• Page text
=-=-=
Wednesday, April 18, 2012

106 years ago, a railroad story

A quick note... I wrote this 6 years ago, for a railroad newsletter never published...
The anniversary of the earthquake lead me to look for it again... and now, here it is...

Introduction


In April 1906 San Francisco and the Bay Area were rocked by a major earthquake.


Damage extended from Moss Landing, San Jose and Santa Cruz on the south, north to Santa Rosa. In San Francisco fires started by the quake destroyed much of the city.


In the East Bay, damage was more limited, but the previously independent narrow gauge South Pacific Coast railroad, running along the edge of the bay was changed forever. When the dust cleared some years later, the narrow gauge was gone, in its place was a new modern standard gauge railroad, now a part of the Southern Pacific system.


In this special edition of the Carter Chronicles (or maybe Too Many Hats) we will explore this long coming but sudden end of the SPC, along impacts on the people of the area and railroad car building industry in San Francisco.


In retrospect, the 1906 earthquake should not have been a great surprise to any San Franciscan. In 1868 Hayward had been badly shaken, with damage reported as far away as San Francisco, where both Kimball’s and Casebolt’s works were damaged.
=-=-=
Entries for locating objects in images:
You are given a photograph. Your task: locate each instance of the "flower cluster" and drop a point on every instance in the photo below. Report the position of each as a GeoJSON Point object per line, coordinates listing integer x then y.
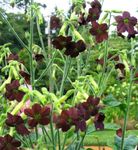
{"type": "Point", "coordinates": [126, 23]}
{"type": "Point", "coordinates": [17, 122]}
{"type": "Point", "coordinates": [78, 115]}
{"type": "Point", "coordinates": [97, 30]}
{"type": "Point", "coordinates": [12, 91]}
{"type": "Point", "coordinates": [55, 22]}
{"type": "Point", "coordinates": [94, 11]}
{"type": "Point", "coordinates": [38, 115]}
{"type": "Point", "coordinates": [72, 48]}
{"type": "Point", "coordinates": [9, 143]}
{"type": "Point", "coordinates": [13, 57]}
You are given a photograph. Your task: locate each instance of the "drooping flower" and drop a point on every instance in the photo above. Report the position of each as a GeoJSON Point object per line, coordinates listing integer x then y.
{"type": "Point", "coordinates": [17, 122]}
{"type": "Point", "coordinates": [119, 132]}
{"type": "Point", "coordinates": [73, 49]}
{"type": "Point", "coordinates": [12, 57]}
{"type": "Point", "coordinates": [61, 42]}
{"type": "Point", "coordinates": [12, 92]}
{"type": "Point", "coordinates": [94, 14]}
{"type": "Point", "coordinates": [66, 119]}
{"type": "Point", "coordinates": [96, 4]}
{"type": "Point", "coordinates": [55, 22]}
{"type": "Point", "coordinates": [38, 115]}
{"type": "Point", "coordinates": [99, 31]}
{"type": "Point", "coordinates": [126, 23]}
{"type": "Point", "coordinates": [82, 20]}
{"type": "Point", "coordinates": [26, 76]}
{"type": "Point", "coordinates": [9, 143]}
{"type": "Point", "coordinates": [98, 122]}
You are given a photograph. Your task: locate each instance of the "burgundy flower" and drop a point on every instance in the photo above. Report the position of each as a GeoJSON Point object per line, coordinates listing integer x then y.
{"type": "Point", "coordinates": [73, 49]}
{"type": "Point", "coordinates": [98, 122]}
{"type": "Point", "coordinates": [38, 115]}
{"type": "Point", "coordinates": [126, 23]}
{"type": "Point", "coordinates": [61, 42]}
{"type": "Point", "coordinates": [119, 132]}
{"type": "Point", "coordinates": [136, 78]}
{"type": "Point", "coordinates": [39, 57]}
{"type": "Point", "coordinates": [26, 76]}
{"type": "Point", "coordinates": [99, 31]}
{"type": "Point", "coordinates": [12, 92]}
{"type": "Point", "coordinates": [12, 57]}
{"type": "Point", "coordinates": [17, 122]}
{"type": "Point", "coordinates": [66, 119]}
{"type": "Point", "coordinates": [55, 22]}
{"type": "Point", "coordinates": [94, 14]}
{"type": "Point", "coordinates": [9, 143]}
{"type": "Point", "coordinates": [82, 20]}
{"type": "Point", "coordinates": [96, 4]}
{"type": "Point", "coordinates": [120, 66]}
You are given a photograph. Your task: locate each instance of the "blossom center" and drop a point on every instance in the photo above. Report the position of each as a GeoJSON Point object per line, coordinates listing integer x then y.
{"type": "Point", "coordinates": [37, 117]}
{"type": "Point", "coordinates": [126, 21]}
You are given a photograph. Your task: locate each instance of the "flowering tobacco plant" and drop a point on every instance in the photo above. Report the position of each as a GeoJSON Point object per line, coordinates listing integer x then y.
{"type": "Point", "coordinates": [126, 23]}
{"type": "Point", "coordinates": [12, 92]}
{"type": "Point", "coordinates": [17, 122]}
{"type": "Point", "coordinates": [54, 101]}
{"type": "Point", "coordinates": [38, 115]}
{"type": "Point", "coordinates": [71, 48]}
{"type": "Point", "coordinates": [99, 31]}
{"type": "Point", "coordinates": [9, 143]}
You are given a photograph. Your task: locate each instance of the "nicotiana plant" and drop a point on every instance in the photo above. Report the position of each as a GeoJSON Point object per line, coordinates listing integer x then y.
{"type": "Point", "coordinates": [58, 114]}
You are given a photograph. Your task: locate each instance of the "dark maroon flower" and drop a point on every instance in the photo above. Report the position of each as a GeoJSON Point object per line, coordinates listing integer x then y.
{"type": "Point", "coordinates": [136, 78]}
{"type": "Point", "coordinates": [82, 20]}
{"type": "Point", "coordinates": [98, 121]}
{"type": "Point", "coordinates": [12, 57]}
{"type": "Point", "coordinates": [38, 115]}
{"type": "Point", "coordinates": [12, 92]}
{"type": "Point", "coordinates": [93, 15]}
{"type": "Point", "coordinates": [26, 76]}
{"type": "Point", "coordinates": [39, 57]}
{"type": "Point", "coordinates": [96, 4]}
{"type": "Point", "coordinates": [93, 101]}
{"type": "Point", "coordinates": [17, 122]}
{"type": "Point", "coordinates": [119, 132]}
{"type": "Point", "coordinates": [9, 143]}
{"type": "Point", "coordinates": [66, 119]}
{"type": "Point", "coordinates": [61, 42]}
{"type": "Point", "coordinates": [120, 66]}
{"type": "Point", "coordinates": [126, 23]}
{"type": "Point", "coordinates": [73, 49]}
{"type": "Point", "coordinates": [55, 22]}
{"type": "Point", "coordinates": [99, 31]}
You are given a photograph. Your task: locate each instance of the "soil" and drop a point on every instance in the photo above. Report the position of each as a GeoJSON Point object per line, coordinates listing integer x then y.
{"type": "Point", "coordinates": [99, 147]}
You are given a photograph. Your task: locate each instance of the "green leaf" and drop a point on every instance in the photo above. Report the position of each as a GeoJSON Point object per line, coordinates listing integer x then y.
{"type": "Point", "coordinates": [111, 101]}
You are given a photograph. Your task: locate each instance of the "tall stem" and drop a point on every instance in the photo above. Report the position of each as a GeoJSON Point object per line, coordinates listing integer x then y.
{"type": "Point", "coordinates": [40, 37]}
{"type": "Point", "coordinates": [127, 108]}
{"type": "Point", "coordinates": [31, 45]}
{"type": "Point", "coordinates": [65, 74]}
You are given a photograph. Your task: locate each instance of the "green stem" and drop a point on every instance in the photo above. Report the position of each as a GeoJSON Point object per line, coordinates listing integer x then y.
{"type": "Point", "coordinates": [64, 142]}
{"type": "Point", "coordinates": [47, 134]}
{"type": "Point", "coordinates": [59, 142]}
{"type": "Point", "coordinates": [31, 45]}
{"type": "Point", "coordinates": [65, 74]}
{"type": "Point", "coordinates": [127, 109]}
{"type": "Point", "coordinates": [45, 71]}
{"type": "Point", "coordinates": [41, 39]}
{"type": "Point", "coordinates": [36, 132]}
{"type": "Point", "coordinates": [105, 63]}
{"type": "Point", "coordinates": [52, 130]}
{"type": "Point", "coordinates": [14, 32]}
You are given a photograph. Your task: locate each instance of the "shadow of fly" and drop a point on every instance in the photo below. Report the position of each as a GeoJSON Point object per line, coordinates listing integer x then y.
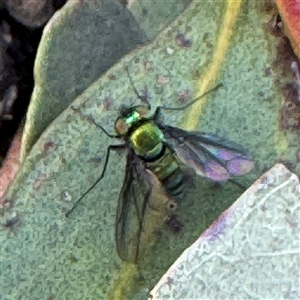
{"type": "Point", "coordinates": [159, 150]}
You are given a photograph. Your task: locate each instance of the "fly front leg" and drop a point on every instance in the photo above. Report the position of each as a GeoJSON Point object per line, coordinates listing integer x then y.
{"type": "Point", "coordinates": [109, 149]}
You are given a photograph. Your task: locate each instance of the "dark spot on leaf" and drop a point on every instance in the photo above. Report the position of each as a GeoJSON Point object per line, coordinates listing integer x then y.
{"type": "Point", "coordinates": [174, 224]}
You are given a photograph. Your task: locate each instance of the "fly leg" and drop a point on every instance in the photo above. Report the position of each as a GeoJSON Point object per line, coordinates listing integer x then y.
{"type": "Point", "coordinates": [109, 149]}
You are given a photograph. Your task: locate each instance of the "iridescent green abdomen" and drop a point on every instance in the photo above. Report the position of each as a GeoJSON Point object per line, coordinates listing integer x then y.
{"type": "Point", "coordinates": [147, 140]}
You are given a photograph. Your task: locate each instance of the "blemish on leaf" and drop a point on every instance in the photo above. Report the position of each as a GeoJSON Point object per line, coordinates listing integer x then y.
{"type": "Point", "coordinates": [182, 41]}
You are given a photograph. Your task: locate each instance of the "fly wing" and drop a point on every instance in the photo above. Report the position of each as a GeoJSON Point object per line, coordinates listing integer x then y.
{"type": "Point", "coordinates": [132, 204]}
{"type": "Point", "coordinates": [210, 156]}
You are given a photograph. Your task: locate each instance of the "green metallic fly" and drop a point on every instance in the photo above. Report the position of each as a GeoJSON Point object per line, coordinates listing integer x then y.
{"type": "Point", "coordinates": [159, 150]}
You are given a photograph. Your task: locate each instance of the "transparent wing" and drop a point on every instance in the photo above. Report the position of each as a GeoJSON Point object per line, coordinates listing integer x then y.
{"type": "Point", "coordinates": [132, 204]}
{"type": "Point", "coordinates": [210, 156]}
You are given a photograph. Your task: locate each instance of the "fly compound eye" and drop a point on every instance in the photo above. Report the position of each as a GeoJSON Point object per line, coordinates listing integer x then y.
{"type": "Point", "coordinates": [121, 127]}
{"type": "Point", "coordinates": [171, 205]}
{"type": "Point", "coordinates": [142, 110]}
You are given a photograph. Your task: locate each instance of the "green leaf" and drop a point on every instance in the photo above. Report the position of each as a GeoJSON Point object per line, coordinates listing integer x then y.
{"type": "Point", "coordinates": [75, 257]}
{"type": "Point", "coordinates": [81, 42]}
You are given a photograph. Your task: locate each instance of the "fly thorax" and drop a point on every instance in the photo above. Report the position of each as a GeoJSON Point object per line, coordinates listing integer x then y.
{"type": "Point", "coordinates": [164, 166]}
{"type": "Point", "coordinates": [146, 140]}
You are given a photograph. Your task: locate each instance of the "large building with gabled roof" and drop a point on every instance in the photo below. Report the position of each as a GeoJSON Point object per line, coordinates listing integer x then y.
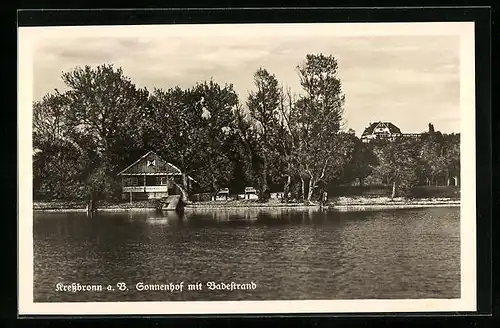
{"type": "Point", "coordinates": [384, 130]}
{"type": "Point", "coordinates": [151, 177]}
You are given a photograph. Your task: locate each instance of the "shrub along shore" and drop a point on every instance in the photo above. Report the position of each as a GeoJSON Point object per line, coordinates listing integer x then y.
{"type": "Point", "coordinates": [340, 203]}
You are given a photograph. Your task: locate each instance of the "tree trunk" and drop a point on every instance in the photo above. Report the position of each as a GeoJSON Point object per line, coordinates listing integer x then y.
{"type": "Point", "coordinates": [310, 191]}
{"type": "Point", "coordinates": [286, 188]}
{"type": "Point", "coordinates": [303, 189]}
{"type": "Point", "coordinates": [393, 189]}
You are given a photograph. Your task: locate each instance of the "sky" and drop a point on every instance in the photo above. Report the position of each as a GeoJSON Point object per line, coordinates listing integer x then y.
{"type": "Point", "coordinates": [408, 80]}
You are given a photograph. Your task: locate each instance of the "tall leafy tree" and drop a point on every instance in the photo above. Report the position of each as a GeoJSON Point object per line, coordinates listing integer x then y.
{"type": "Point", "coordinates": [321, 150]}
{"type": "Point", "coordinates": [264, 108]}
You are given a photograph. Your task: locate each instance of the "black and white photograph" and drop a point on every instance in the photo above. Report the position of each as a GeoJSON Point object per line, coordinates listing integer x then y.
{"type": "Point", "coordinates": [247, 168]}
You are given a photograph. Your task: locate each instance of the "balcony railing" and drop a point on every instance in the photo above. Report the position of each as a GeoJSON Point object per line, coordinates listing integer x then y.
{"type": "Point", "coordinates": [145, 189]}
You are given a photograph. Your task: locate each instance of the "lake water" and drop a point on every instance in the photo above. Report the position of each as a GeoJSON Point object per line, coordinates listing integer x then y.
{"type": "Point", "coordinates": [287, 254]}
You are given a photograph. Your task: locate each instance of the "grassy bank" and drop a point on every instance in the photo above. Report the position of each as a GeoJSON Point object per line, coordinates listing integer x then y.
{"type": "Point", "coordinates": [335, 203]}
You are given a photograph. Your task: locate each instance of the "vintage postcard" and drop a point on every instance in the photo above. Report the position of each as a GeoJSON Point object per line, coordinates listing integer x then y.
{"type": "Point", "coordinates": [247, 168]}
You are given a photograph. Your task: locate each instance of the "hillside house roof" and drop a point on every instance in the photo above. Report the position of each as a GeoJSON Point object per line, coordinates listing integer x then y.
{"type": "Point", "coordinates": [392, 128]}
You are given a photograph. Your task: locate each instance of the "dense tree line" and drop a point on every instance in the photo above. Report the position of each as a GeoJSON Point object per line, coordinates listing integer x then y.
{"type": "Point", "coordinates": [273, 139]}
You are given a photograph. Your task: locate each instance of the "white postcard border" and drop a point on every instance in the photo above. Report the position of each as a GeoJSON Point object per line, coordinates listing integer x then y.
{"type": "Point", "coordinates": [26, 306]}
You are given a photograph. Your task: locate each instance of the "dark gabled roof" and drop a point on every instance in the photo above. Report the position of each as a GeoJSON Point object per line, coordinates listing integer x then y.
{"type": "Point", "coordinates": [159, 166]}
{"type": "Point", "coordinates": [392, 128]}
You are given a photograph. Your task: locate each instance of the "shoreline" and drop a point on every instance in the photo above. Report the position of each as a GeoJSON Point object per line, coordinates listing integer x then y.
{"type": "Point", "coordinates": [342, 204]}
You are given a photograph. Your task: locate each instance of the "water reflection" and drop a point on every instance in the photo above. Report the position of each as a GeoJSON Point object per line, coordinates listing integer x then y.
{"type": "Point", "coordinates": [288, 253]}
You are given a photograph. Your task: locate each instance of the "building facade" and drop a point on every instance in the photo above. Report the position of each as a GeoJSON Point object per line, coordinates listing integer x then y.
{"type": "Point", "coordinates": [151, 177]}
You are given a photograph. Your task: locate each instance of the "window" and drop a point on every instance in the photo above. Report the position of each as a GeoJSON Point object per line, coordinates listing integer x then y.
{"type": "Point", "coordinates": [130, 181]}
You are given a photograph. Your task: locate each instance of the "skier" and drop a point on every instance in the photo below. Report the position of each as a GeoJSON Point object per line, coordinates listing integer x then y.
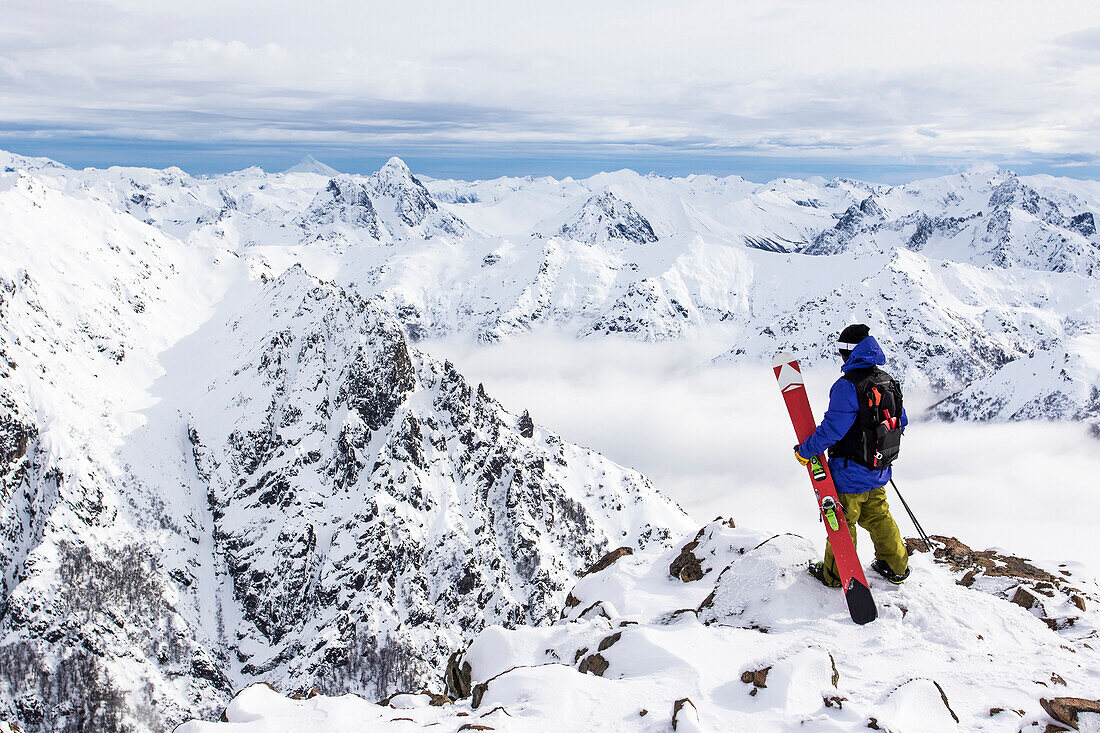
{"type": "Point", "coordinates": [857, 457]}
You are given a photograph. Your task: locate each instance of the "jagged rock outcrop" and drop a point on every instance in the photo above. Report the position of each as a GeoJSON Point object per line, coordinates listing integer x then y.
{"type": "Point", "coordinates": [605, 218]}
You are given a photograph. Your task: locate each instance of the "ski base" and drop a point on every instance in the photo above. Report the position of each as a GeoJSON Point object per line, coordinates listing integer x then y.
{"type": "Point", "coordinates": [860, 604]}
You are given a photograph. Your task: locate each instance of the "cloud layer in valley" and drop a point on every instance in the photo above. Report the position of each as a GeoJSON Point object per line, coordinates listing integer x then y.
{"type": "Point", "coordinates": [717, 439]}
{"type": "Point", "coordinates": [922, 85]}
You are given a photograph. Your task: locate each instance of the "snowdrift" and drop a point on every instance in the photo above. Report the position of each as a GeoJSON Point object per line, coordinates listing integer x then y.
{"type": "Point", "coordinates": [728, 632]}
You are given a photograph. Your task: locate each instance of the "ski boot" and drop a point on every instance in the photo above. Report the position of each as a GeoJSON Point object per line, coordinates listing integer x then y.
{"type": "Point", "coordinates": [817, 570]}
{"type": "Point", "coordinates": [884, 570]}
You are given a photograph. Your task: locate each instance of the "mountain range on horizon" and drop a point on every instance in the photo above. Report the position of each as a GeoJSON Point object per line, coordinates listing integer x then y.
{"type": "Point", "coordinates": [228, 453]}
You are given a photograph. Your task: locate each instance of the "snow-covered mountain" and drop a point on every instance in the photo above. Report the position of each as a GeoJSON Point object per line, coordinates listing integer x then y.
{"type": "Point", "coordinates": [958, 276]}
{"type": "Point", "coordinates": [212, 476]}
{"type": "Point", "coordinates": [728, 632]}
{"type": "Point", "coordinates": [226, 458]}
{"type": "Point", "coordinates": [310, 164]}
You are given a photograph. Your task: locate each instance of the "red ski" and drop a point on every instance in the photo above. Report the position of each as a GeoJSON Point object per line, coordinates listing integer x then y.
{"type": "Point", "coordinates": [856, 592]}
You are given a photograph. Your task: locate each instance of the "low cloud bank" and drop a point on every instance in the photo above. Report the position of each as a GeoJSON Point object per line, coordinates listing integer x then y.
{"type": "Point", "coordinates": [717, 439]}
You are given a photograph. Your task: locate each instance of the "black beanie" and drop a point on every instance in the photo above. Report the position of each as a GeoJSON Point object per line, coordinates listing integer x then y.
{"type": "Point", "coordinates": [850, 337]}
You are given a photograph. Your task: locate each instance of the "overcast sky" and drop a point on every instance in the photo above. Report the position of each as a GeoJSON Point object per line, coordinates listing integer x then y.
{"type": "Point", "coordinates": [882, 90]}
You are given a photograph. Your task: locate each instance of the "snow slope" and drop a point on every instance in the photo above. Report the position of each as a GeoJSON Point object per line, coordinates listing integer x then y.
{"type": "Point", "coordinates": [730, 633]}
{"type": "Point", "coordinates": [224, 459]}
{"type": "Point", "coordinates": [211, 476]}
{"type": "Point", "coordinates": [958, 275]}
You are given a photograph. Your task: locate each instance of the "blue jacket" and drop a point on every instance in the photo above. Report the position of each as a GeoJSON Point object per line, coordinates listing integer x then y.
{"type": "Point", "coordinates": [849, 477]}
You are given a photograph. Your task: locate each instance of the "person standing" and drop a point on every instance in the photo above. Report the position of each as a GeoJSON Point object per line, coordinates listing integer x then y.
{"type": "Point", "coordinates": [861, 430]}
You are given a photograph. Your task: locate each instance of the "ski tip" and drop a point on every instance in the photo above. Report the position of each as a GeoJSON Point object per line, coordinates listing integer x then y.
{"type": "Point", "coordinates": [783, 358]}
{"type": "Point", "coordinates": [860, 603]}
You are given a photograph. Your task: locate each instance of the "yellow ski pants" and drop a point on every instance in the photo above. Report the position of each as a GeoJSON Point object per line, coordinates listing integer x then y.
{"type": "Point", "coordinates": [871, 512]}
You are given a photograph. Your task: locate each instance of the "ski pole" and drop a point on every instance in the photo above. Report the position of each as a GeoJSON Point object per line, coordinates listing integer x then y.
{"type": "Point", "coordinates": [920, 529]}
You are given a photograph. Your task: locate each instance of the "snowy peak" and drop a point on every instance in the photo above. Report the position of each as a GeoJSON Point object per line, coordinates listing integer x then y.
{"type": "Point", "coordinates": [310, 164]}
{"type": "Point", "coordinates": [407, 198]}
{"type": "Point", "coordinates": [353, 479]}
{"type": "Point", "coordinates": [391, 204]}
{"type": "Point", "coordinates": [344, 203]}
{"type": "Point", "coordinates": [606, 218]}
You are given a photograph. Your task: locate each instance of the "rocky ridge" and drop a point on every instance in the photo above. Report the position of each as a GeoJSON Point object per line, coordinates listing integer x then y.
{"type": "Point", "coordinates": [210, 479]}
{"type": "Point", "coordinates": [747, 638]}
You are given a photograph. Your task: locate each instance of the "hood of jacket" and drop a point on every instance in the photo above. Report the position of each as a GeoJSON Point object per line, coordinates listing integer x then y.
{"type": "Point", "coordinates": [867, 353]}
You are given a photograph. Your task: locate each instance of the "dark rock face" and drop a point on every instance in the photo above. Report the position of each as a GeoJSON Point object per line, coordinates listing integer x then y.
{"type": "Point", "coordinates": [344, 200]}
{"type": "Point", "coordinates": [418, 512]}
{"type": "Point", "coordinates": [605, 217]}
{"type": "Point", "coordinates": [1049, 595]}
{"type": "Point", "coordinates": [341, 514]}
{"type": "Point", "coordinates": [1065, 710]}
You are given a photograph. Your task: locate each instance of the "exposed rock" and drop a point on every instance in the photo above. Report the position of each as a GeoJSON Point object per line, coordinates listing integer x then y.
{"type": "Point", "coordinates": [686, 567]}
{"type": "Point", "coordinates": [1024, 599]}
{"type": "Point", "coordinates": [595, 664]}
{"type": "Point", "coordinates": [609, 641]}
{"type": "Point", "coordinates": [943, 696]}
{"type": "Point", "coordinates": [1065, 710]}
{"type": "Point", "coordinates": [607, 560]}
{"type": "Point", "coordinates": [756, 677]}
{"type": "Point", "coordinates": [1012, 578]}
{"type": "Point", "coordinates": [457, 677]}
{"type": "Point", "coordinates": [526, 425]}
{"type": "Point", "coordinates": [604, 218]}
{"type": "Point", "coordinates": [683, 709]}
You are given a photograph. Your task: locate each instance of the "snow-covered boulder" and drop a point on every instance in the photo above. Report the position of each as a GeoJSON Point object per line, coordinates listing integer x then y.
=-=-=
• Work to complete
1. According to the railroad story, which city was badly shaken in 1868?
2. Return every line of the entries that contains the string "covered". Case counts when matching.

• Full answers
1. Hayward

2.
You are given a photograph. Your task: locate each instance of the "snow-covered mountain" and drop a point on every instance in the photo above. Report the position of each as a GeoJSON Point object per line, coordinates listing integer x then y.
You are given a photograph. Your task: locate each instance of the "snow-covered boulder" and drop a point on every instance in the photo above. Report the position of each as a GeoJSON Point object per line, coordinates listing integer x then y.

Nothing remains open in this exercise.